Records provided
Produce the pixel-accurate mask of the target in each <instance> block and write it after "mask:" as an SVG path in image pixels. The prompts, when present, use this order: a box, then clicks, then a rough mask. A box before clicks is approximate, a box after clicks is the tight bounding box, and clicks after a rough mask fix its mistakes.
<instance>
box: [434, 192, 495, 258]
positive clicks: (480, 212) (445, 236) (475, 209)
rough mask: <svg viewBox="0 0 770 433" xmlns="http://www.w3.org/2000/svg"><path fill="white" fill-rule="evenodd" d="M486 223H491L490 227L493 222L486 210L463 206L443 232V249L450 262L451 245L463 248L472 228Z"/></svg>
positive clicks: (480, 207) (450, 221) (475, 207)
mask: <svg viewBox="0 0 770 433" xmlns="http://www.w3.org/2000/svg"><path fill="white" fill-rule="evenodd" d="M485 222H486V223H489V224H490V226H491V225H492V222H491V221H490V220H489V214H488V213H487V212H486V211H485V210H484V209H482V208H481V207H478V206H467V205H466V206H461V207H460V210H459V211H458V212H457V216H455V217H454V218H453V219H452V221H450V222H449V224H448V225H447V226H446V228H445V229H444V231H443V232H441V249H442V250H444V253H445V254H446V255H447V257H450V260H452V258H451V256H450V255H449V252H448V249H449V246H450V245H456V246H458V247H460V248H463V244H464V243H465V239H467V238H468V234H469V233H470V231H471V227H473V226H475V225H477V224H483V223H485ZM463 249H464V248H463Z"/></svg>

What the task asks
Reproduce every line of the material above verbatim, altering nothing.

Answer to this task
Produce the pixel-accurate mask of the target in each <instance> block and write it after "mask:" as an SVG path in image pixels. The prompts, when present, use this order: a box, then clicks, then a rough mask. A box before clicks is approximate, a box after clicks is the tight bounding box, and clicks after a rough mask fix its mistakes.
<instance>
box: [434, 192, 495, 258]
positive clicks: (480, 212) (445, 236) (475, 209)
rough mask: <svg viewBox="0 0 770 433" xmlns="http://www.w3.org/2000/svg"><path fill="white" fill-rule="evenodd" d="M486 223H491L490 227L493 222L486 210L463 206L443 232V249L450 262L451 245L463 248L472 228Z"/></svg>
positive clicks: (480, 207) (450, 221) (475, 207)
mask: <svg viewBox="0 0 770 433" xmlns="http://www.w3.org/2000/svg"><path fill="white" fill-rule="evenodd" d="M485 222H486V223H489V224H490V226H491V225H492V222H491V221H490V220H489V214H488V213H487V212H486V211H485V210H484V209H482V208H481V207H478V206H467V205H466V206H461V207H460V210H459V211H458V212H457V216H455V217H454V218H453V219H452V221H450V222H449V224H448V225H447V226H446V228H445V229H444V231H443V232H441V249H442V250H444V253H445V254H446V255H447V257H450V260H452V258H451V256H450V255H449V252H448V249H449V246H450V245H456V246H458V247H460V248H463V244H464V243H465V239H467V238H468V234H469V233H470V231H471V227H473V226H475V225H477V224H483V223H485ZM463 249H464V248H463Z"/></svg>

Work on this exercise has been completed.